- [PROBLEM DESCRIPTION]:
Pictures are not part of the copy; retype all the records below exactly.

- [INPUT DATA]:
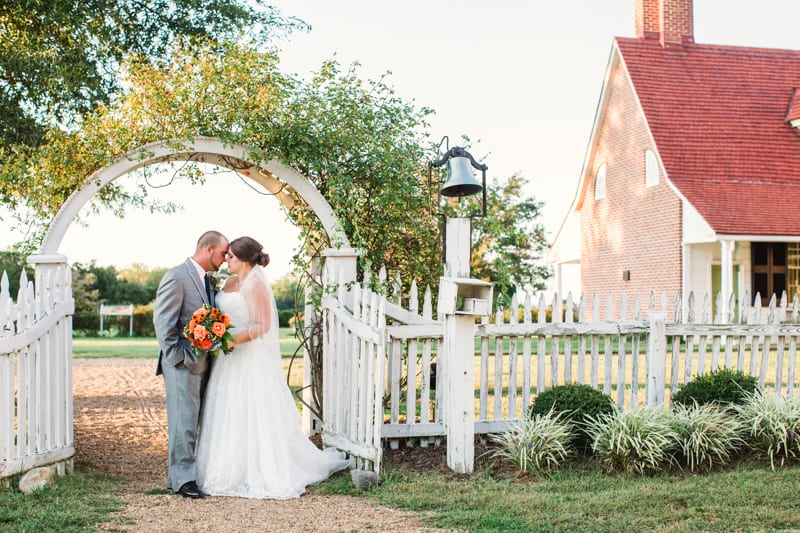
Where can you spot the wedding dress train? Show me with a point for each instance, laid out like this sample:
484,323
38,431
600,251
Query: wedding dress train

- [REPLY]:
Where can you spot the wedding dress train? Show me with a point for each instance, laid out like this sample:
484,323
38,431
600,251
Query: wedding dress train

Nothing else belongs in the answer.